-- BEGIN Data for processing --
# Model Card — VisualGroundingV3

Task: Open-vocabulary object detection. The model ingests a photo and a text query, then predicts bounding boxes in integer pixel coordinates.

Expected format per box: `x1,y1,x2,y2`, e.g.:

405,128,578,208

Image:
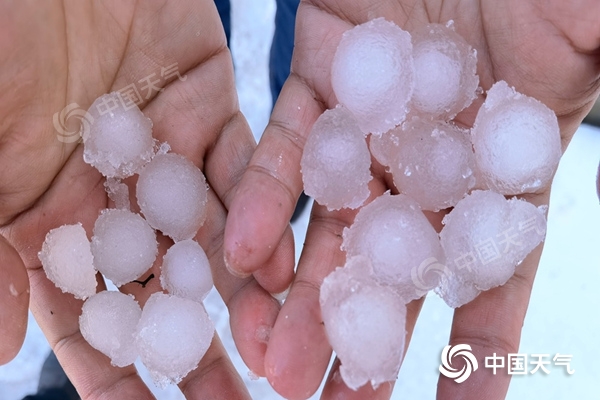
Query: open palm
225,0,600,399
0,0,292,399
-- END Data for processing --
— Exercise goal —
Please extract all of the material above verbatim, line for line, but leave out the picture.

— Solution for this problem —
# Model Card — VisualGroundingV3

Task: Open-vocabulary object detection. The model ingests a photo and a text query, then predicts bounding boxes in integer pixel coordinates.

Expected format per box: `x1,y1,x2,y2`, e.g.:

405,128,578,208

Image:
Query: open palm
225,0,600,399
0,0,292,399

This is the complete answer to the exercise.